Provided passage »
=== Section Start ===

University surgeons performed what they believe to be the world’s first father-to-son bowel transplant Friday when they removed a 6-foot section of small intestine from a father and transplanted it to his ailing teen-age son.
The seven-hour operation was performed by a team of surgeons led by Dr. Rainer Gruessner, an associate professor of surgery who performed Minnesota’s first successful bowel transplant from a cadaver on May 14.
The teen-age boy, whose family asked not to be identified, was severely injured in a car accident 18 months ago and had been waiting nine months for a suitable cadaver for transplantation.
Gruessner said the boy’s family resorted to a living donor only when it appeared that this was the son’s only chance for survival.
“It would’ve basically been impossible to find a suitable donor,” Gruessner said, because of the limited space inside the boy’s body.
The 5-foot-7-inch youth’s weight had dropped to about 80 pounds after months of intravenous feeding, and the boy had just recovered from liver failure. Fearing a reocurrence of the liver problem, doctors decided to act quickly.
“If we had not resorted to the living related transplant option, we could have faced a dual transplant — liver and bowel — in a patient (for) whom it was more than difficult to find a suitable donor,” Gruessner said.
The prognosis for both father and son is good. “The father should be fine,” Gruessner said. “For the son, it’s going to take another few weeks until we know whether or not there are complications we’ll have to fight.”
Gruessner said the son “was doing extremely well,” and had been transferred to a regular surgical ward. “He’s alert, he’s awake and in good spirits, and I’m hopeful that everything will work out fine.”
The son should be able to live a fairly normal life, Gruessner said, but added that he’ll have to take immunosuppressive drugs for the rest of his life.
Gruessner said he hoped the patient would be able to leave the hospital by the end of July or August.
Only two other living related bowel transplants have ever been performed, Gruessner said.

=== Section End ===

Required work »
**A.** Print the part of the bowel transplant article starting with "Gruessner said the son" and going on through "performed, Gruessner said.".
**B.** According to the bowel transplant article, how long had the teen-age boy been waiting for a suitable cadaver?

Dataset »
=== Section Start ===

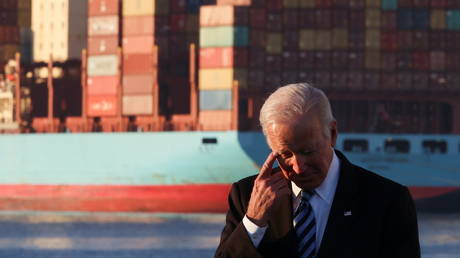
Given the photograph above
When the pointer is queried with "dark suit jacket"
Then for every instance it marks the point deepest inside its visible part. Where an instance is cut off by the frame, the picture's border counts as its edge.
(383, 221)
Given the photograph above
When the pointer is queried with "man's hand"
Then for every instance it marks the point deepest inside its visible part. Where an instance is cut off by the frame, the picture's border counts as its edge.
(268, 188)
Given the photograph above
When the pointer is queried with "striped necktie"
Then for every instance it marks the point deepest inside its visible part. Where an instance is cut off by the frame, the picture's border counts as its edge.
(305, 226)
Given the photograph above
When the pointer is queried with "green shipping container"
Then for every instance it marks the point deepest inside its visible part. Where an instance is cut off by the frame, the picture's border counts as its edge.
(389, 4)
(223, 36)
(453, 20)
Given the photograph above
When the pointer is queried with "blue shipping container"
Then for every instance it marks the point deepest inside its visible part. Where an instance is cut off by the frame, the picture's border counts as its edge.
(215, 99)
(389, 4)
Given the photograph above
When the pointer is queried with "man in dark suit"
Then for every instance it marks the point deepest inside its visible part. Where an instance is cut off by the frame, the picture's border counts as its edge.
(316, 203)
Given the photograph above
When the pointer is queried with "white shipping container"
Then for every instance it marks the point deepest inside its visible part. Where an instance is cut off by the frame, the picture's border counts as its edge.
(106, 65)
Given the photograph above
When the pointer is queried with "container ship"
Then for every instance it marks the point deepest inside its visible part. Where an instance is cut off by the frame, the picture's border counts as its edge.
(159, 112)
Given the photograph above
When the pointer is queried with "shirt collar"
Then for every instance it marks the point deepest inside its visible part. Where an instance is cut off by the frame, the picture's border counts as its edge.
(327, 189)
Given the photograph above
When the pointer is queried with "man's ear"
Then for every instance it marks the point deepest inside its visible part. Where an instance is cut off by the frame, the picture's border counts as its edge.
(333, 132)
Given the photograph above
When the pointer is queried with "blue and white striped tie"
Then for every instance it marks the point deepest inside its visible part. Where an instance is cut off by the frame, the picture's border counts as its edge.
(305, 227)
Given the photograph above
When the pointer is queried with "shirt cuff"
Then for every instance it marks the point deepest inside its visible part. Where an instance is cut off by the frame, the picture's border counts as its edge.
(255, 232)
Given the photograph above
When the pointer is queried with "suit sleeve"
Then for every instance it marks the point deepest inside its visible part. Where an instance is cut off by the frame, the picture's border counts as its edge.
(235, 241)
(401, 229)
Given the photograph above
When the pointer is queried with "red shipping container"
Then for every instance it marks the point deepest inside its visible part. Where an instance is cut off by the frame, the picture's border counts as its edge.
(273, 63)
(388, 61)
(356, 59)
(323, 59)
(102, 85)
(291, 39)
(178, 6)
(223, 57)
(274, 5)
(438, 3)
(290, 18)
(389, 41)
(138, 25)
(306, 60)
(103, 45)
(323, 18)
(307, 18)
(257, 57)
(323, 79)
(340, 18)
(421, 60)
(257, 18)
(420, 80)
(388, 20)
(437, 39)
(323, 3)
(138, 84)
(406, 3)
(340, 59)
(339, 80)
(138, 63)
(290, 60)
(355, 80)
(178, 22)
(102, 105)
(357, 4)
(138, 45)
(405, 39)
(274, 22)
(421, 40)
(103, 7)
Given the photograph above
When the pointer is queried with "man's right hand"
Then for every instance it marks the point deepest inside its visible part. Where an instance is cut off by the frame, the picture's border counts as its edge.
(268, 188)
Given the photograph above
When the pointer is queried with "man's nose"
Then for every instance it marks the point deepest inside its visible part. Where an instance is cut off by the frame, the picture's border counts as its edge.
(298, 163)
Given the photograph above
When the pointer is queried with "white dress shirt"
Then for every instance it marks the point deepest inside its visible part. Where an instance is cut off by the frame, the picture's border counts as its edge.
(321, 203)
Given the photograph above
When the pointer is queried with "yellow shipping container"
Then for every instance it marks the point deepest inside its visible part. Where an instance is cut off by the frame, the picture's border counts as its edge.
(323, 40)
(373, 39)
(145, 7)
(372, 59)
(222, 79)
(307, 39)
(292, 3)
(340, 38)
(8, 51)
(307, 3)
(438, 19)
(274, 43)
(373, 18)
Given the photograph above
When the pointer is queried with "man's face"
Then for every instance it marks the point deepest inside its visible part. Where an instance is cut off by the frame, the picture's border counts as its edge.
(305, 152)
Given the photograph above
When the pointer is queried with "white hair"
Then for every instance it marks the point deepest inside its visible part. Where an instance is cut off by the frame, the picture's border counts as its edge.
(290, 102)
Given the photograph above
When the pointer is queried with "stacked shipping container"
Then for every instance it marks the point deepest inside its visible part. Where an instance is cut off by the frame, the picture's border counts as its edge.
(9, 30)
(223, 61)
(103, 58)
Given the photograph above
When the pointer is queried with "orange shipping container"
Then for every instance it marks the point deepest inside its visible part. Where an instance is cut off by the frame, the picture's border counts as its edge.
(103, 7)
(102, 85)
(138, 45)
(102, 105)
(103, 45)
(103, 25)
(223, 15)
(138, 25)
(137, 105)
(138, 63)
(138, 84)
(223, 57)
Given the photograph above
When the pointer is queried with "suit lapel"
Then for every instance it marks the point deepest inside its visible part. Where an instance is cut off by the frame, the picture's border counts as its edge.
(337, 221)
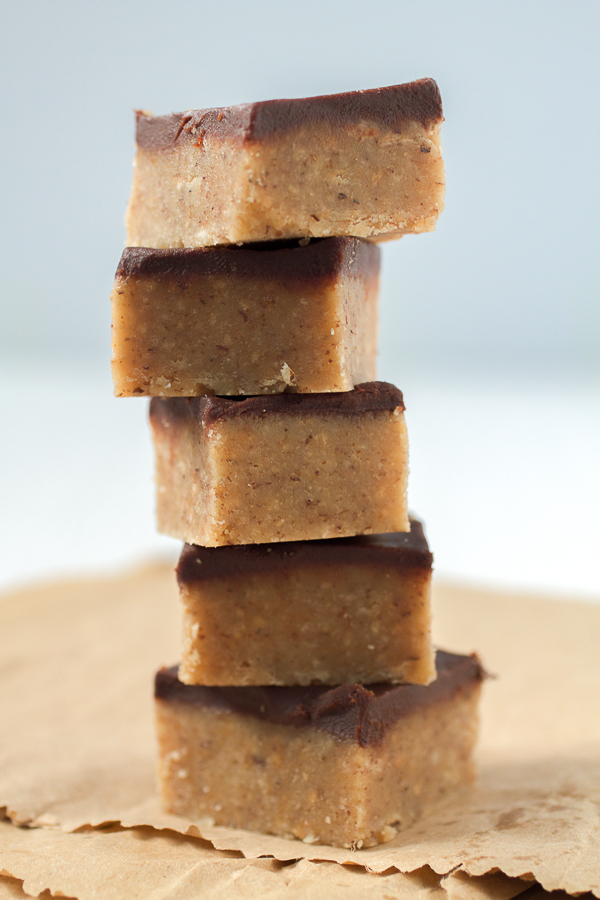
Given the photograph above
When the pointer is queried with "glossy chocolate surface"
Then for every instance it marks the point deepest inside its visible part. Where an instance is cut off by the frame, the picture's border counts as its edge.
(321, 260)
(350, 712)
(401, 549)
(389, 107)
(372, 396)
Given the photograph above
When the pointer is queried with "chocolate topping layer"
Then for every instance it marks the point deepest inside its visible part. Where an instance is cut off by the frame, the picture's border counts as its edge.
(371, 396)
(391, 107)
(285, 261)
(402, 549)
(350, 712)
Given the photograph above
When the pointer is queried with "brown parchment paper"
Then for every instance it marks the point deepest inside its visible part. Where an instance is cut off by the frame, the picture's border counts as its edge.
(77, 739)
(113, 864)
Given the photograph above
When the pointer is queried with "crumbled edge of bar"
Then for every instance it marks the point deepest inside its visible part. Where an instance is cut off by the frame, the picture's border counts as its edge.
(350, 712)
(320, 260)
(391, 107)
(405, 550)
(372, 396)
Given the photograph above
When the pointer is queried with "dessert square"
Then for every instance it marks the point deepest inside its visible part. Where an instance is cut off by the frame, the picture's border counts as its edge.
(248, 320)
(281, 467)
(335, 611)
(365, 163)
(348, 766)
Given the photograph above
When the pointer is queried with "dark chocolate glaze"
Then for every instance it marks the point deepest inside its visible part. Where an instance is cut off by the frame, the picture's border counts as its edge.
(405, 550)
(389, 107)
(350, 712)
(284, 261)
(368, 397)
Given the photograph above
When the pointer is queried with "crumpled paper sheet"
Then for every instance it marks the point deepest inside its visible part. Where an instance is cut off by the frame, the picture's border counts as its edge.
(77, 746)
(114, 864)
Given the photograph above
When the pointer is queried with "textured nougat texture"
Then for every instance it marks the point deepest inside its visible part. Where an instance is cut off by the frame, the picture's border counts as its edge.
(348, 766)
(365, 163)
(245, 320)
(334, 611)
(281, 467)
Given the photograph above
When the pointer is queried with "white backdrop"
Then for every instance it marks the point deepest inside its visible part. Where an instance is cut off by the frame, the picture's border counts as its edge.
(491, 325)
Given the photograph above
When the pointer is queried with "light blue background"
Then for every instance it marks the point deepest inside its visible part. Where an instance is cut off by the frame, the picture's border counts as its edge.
(491, 325)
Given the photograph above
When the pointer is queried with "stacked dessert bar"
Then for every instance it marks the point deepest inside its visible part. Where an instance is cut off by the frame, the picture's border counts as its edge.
(309, 701)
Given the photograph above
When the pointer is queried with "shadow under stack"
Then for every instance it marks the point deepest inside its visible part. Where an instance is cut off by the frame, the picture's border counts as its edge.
(309, 701)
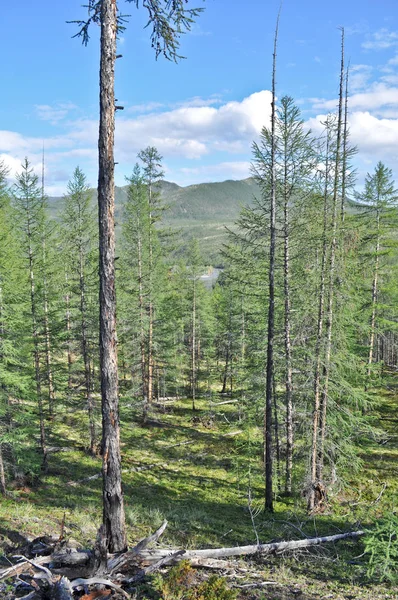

=== Section End ===

Responses for each task »
**A.**
Gruessner said the son “was doing extremely well,” and had been transferred to a regular surgical ward. “He’s alert, he’s awake and in good spirits, and I’m hopeful that everything will work out fine.”
The son should be able to live a fairly normal life, Gruessner said, but added that he’ll have to take immunosuppressive drugs for the rest of his life.
Gruessner said he hoped the patient would be able to leave the hospital by the end of July or August.
Only two other living related bowel transplants have ever been performed, Gruessner said.

**B.** Nine months.